(TASK INPUT begins)

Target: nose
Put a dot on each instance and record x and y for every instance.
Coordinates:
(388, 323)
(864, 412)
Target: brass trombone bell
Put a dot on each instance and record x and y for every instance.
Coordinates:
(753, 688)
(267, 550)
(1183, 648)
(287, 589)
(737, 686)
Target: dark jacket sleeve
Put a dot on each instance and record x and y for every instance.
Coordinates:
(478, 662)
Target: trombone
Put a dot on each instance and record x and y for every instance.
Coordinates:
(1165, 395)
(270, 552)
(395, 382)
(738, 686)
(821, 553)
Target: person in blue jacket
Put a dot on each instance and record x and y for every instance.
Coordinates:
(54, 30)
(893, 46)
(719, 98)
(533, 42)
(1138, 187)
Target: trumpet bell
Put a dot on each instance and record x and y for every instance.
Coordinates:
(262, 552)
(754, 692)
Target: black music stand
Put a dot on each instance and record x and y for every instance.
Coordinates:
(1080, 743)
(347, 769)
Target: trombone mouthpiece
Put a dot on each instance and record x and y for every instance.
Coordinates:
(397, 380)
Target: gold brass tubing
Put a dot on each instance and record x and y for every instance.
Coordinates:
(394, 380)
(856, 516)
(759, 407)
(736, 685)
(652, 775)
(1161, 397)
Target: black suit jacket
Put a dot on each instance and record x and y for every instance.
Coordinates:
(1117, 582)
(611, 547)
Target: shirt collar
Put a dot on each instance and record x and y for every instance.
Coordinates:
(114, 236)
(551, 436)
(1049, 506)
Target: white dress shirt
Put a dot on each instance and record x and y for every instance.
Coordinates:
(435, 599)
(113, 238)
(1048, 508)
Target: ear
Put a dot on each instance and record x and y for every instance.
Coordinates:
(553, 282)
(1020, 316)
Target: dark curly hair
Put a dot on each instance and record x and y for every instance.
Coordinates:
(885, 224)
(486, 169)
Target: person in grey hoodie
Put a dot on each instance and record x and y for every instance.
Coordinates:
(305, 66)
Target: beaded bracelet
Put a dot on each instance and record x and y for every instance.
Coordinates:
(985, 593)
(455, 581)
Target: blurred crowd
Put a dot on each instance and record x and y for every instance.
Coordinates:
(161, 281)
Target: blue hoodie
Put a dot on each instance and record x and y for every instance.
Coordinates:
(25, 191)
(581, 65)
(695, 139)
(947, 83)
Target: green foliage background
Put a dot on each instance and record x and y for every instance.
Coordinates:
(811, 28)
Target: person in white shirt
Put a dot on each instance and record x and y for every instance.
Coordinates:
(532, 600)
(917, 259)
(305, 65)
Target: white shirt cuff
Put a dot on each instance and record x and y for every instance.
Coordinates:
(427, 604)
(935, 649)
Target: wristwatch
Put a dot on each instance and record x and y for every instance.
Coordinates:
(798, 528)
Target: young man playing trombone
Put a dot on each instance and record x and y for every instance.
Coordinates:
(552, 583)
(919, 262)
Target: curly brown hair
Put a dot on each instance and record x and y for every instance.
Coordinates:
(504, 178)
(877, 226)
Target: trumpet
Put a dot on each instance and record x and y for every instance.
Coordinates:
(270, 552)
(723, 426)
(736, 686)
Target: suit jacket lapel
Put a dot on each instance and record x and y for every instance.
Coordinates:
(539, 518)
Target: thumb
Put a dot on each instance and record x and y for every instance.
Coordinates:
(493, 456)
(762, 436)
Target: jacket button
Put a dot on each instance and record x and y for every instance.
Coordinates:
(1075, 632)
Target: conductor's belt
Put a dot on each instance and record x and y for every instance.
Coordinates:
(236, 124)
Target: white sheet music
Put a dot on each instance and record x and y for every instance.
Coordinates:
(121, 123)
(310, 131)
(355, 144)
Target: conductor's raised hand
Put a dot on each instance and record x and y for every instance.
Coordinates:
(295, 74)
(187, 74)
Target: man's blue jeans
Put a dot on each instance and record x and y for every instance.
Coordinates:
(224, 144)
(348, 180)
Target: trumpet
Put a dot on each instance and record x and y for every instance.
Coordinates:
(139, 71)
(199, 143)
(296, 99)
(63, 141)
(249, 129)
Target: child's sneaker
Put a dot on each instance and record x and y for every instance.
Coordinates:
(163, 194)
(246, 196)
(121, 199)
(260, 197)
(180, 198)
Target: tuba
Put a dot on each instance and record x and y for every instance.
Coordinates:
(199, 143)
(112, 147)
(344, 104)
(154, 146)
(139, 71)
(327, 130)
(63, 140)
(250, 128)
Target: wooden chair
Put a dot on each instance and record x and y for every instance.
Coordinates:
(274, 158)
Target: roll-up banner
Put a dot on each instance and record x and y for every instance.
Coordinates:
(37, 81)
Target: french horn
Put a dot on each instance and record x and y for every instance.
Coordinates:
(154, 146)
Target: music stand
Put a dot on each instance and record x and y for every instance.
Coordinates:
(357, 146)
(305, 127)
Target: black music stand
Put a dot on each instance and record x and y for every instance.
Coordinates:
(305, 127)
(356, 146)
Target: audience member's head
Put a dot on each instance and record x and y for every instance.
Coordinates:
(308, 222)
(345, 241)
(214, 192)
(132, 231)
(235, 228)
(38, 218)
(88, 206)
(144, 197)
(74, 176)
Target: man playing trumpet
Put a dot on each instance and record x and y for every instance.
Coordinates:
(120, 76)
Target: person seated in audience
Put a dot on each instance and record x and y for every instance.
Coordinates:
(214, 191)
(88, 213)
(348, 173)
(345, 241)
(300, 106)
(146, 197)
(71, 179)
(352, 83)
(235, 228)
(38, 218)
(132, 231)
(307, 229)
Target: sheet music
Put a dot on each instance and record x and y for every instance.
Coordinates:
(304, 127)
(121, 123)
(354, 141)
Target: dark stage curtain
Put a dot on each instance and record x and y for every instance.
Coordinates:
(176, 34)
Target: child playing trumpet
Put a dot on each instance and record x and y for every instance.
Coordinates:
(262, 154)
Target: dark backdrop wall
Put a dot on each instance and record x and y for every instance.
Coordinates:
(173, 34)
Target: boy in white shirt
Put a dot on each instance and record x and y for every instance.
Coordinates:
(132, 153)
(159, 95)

(TASK INPUT ends)

__WORK INSTRUCTIONS__. From the first line to the last, return the listing exactly.

__RESULT__.
Target: nose
Put a dot on each instance and record x and y for every instance.
Coordinates:
(388, 323)
(864, 412)
Target: brass trombone bell
Put a dot on each instance and record x and y for every instance.
Coordinates:
(753, 688)
(267, 550)
(1183, 648)
(287, 589)
(737, 686)
Target: dark jacket sleeve
Put a dot on each instance and record x and y for every instance.
Coordinates:
(478, 662)
Target: trombone
Put a dot on each instance and record x and y for every instance.
Coordinates:
(1165, 395)
(270, 552)
(395, 382)
(738, 686)
(821, 553)
Target: person in blue jacket
Put a dot on each instance and record x and y for every instance.
Coordinates:
(54, 30)
(893, 46)
(719, 98)
(533, 42)
(1138, 187)
Target: trumpet bell
Put a dot on each instance and record x and y for every instance.
Coordinates:
(262, 552)
(754, 692)
Target: black music stand
Put a dot on each instance and record x and y for every instance.
Coordinates:
(1080, 743)
(347, 769)
Target: trombone mouthpiece
Put a dot on each instance and record x and y for every instance.
Coordinates:
(397, 380)
Target: gold brass tubing
Put a dot on each instance and record x and y for every instance.
Coordinates:
(394, 380)
(856, 516)
(759, 407)
(736, 685)
(652, 775)
(1161, 397)
Target: black suit jacket
Put a dot on each instance and record x and y for every instance.
Coordinates:
(1117, 582)
(611, 547)
Target: shirt collar
Put a dot on each instance and record x and y for every instance.
Coordinates:
(114, 236)
(551, 436)
(1049, 506)
Target: white dress shirt
Put a dot on each instance and record x and y for every instance.
Coordinates:
(435, 599)
(113, 238)
(1048, 508)
Target: ear
Put a dot on each instance and record x and y for every instance.
Coordinates:
(553, 282)
(1020, 316)
Target: dark curly hair
Put a dot on each instance and record x and y for every instance.
Coordinates:
(885, 224)
(486, 169)
Target: person in grey hoodie
Put a dot on each instance and record x and y for every instance.
Coordinates:
(305, 66)
Target: beaded bracelet
Put a dot on each instance and record x and y for every instance.
Coordinates:
(985, 593)
(455, 581)
Target: blurred crowd
Put a dot on each instance and record x and y for every instance.
Coordinates:
(161, 281)
Target: blue hoodie
Put a dot on each instance and record x and y for every instance.
Coordinates:
(25, 191)
(581, 65)
(695, 139)
(947, 83)
Target: green foliage background
Put a dot on each instance and record x and y for every instance.
Coordinates:
(811, 28)
Target: person in white shirt
Put a dot on each instance and record x and y for every instance.
Coordinates:
(532, 600)
(917, 259)
(305, 65)
Target: white shirt cuff
Put a dot on each instance and record x and y for every instance.
Coordinates:
(427, 604)
(935, 649)
Target: wristwatch
Put a dot on each instance and record x and y for every instance.
Coordinates:
(798, 528)
Target: young man playing trombone
Put a dot on each instance and record x and y for every instance.
Coordinates:
(552, 583)
(919, 262)
Target: curly brown hair
Put a dot on each instance and record x and y for every instance.
Coordinates:
(504, 178)
(877, 226)
Target: trumpet
Put a dot on each instance and record x and y for every instance.
Coordinates:
(270, 552)
(723, 426)
(736, 686)
Target: suit jacket lapel
Put a dot on each instance and record x and y for every instance.
Coordinates:
(539, 518)
Target: thumb
Put a dot on each instance and record x and y for every instance.
Coordinates:
(493, 456)
(762, 436)
Target: jacket button
Put a dot on each instance and record x and y for every instance.
Coordinates:
(1075, 632)
Target: conductor's belt
Put a dot on each instance and record x and y for every instance.
Coordinates:
(236, 124)
Target: white sheet music
Put a dot on each instance and record x and y for every instance.
Coordinates:
(121, 123)
(310, 131)
(355, 144)
Target: conductor's raised hand
Put a dot on each instance and record x and y for every instance.
Coordinates:
(295, 74)
(187, 74)
Target: man's blue jeans
Put a dot on each instance and record x and y for every instance.
Coordinates:
(224, 144)
(348, 180)
Target: trumpet
Put a dot on each instance and record x and y for every instance.
Coordinates:
(139, 71)
(199, 143)
(296, 99)
(63, 141)
(249, 129)
Target: child's sneaker
Put a dot on each instance and record x and y for every instance.
Coordinates:
(163, 194)
(246, 196)
(121, 199)
(260, 197)
(180, 198)
Target: tuba
Put a dot on each instance and record x and y for every instance.
Coordinates:
(199, 143)
(112, 147)
(344, 104)
(154, 146)
(139, 71)
(327, 130)
(63, 140)
(250, 128)
Target: wooden chair
Put a dot on each instance and record x and y for every instance.
Coordinates:
(274, 158)
Target: roll-up banner
Put a dot on each instance and record x and y for every instance.
Coordinates:
(37, 81)
Target: french horn
Put a dot on each instance and record x and y for every instance.
Coordinates:
(154, 146)
Target: music stand
Put a dot on each instance and record x and y for every instance.
Coordinates:
(357, 146)
(305, 127)
Target: black music stand
Put a dot on each instance and record x and y for every instance.
Coordinates:
(305, 127)
(356, 146)
Target: audience member's head
Put a dot on each instance and record x and y for every instance.
Coordinates:
(308, 222)
(345, 241)
(214, 192)
(132, 231)
(235, 228)
(38, 218)
(88, 206)
(144, 197)
(74, 176)
Target: man playing trumpet
Put a dot on each instance and record x and y for every instance.
Coordinates:
(120, 76)
Target: person seated in audience
Put a dot on each instance and record x and y for every instance.
Coordinates:
(214, 191)
(88, 213)
(348, 173)
(345, 241)
(300, 106)
(146, 197)
(71, 179)
(352, 83)
(235, 228)
(38, 218)
(132, 231)
(307, 229)
Target: sheet music
Put a dot on each instance and record x and y for every instance.
Coordinates:
(304, 127)
(121, 123)
(354, 141)
Target: dark stage curtain
Put a dot on each instance and record x and y for every instance.
Coordinates:
(176, 34)
Target: child playing trumpet
Put a dot on each instance and record x and y for every instance.
Coordinates:
(262, 154)
Target: dark backdrop wall
Put a dot on each instance and record x and y for every instance.
Coordinates:
(173, 34)
Target: boy in white shirt
Put a dot on each instance and record x and y for every instance.
Coordinates:
(132, 153)
(159, 95)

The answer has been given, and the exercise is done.